» **Objective**:
Copy the items below word for word, from their first line through the line that contains "POLYGON ((67 14, 76", including both of those lines.

» **Records supplied**:
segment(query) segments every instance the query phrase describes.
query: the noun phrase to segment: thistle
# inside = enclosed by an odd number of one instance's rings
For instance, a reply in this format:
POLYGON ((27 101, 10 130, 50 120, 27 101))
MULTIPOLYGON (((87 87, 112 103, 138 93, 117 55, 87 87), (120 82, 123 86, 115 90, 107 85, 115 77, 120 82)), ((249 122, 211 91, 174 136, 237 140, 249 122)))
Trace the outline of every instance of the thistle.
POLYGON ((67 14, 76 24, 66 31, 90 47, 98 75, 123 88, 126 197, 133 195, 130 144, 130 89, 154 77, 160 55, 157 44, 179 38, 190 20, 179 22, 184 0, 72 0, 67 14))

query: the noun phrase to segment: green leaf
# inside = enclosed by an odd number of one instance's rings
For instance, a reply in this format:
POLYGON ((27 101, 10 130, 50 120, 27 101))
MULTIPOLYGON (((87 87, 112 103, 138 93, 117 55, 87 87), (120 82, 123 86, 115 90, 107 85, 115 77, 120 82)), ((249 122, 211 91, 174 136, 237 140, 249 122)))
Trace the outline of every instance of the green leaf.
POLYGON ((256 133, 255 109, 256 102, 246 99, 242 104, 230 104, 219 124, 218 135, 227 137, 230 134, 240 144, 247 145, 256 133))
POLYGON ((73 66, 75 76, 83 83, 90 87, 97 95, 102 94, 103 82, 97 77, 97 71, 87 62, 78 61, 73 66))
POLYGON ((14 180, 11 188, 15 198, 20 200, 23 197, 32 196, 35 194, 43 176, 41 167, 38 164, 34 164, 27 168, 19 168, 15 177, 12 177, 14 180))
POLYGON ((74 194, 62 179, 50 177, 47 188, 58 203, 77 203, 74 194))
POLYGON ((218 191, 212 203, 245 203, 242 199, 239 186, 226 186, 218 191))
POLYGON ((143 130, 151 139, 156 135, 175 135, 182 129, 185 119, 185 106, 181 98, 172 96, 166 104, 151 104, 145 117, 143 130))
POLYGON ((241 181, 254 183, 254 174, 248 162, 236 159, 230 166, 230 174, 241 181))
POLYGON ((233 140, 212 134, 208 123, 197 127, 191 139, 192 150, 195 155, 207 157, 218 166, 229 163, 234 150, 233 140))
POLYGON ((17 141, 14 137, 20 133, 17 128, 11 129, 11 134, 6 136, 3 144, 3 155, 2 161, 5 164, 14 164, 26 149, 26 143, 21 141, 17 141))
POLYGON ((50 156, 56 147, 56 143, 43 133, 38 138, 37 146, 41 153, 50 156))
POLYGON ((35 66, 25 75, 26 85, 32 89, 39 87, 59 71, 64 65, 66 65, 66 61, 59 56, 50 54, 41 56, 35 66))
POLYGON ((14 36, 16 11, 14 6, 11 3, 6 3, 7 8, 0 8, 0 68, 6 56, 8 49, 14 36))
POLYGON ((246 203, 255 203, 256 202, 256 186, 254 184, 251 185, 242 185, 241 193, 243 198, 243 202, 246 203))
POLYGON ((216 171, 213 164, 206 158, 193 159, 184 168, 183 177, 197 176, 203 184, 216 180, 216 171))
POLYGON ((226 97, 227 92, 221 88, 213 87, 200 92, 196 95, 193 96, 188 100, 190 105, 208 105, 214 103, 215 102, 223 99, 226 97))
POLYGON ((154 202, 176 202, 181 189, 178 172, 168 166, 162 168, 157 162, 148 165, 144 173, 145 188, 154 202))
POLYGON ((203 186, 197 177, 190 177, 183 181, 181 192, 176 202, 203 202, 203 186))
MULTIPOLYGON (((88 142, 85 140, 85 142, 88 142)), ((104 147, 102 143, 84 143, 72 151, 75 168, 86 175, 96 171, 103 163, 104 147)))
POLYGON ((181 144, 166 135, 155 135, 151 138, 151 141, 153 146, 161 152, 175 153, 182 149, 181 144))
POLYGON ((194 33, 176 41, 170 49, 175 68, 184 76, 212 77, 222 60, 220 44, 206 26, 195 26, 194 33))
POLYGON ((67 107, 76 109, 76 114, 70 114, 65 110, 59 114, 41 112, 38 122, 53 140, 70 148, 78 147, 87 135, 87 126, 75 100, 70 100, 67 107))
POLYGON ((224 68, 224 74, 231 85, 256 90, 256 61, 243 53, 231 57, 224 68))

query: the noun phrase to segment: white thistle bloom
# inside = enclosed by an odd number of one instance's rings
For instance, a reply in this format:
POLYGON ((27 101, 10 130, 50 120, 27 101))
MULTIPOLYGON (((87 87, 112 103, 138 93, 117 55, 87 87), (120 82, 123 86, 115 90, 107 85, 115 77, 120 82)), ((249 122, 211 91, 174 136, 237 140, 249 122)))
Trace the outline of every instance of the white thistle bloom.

» **Answer for the task**:
segment(query) segments every instance the query phrase describes.
query: the noun phrase to segment: thistle
# inside = enclosed by an odd number of one instance's rings
For instance, a reply in this format:
POLYGON ((27 101, 10 130, 50 120, 27 101))
MULTIPOLYGON (((87 87, 112 103, 138 93, 117 55, 87 87), (120 82, 123 86, 115 90, 107 85, 115 77, 120 82)), ((249 122, 211 91, 174 136, 237 140, 249 122)))
Trace the outline of every instance of the thistle.
POLYGON ((67 14, 76 24, 66 31, 90 47, 98 75, 123 88, 126 197, 133 195, 130 144, 130 89, 154 77, 160 55, 157 44, 179 38, 190 20, 179 22, 184 0, 72 0, 67 14))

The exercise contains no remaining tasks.